# EXERCISE TASKS:
1. Revise the forum thread on moving to Den Haag from the words "## cschrd2 (Oct" through "it pretty quick.", substituting "Childcare" for "Daycare".
2. Carry on the forum thread about moving to Den Haag from the point at which it stops.

-- begin DOCUMENT SECTION --

# Moving to Den Haag



## Indi_Geos (May 9, 2013)

Hi all,

I have been toying with an idea to move to Den Haag with my family (wife + 3yr old daughter) from India. I am yet to accept the job offer, but have been given an indication that my per year salary would be around 75000-80000euro gross. Will that be a good salary to survive there ? Can anyone suggest me how much tax I will have to pay ? I have heard accommodation is expensive in Den Haag (>1000 euro for a 2 room apt?), which are the good areas with relatively lower budget ? and Any idea on daycare/kindergarden cost for my kid, since I will be getting educational assistance once she goes to proper school! How about day-to-day living cost (grocery/transport/eating out etc.)?

Would really appreciate if some people can suggest something on the queries. Little bit in hurry, as probably next week I will have to seal the deal. 

Many thanks in advance.

Regards


----------



## cschrd2 (Oct 31, 2011)

75K€ would be a good salary and serve a comfortable living. Taxes would eat about 30K, insurances 5K. Food & groceries seriously depend on your choice between 300-1000€/month I would say. Looking at that the median Dutch salary is about 33K gross your on the upper end! Daycare prices are depending on income. You should be able to google it pretty quick.


----------



## isabellek (May 23, 2013)

Definitely a good salary to survive here. You'll be fine


----------



## wwob (May 29, 2013)

Indi_Geos said:


> my per year salary would be around 75000-80000euro gross. Will that be a good salary to survive there ? Can anyone suggest me how much tax I will have to pay ?


That's a very nice salary! I would say that with that salary, and depending on what position you're applying to, you can even apply for the 30% ruling, where 30% of your salary is tax free.



Indi_Geos said:


> I have heard accommodation is expensive in Den Haag (>1000 euro for a 2 room apt?), which are the good areas with relatively lower budget ?

-- end DOCUMENT SECTION --
-- begin MATERIAL --

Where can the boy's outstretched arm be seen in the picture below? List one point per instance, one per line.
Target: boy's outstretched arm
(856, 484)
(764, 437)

-- end MATERIAL --

# SOLVED PROBLEMS:
1.
## cschrd2 (Oct 31, 2011)

75K€ would be a good salary and serve a comfortable living. Taxes would eat about 30K, insurances 5K. Food & groceries seriously depend on your choice between 300-1000€/month I would say. Looking at that the median Dutch salary is about 33K gross your on the upper end! Childcare prices are depending on income. You should be able to google it pretty quick.

2.
I don't think Den Haag is expensive at all, especially comparing with Amsterdam or Utrecht, for example. 
As with most cities, the most expensive areas are near the city center and close to the beach (Scheveningen)  Also, you have some very nice adjacent small cities like Rijswijk, Voorburg or Ypenburg, that are more... "modern" in terms of housing, but still well priced.



Indi_Geos said:


> and Any idea on daycare/kindergarden cost for my kid, since I will be getting educational assistance once she goes to proper school! How about day-to-day living cost (grocery/transport/eating out etc.)?


Daycare is generally expensive in the Netherlands. A lot of friends of mine work part-time here to try and manage the budget, and only send their kids to daycare X hours per day and Y days per week. 

Groceries are generally cheap, with the exception of vegetables and fruit, which I find expensive when comparing to my home country. Transportation is not absurdly expensive, but not very cheap either, but the transportation network is amazing, especially in and between the main cities.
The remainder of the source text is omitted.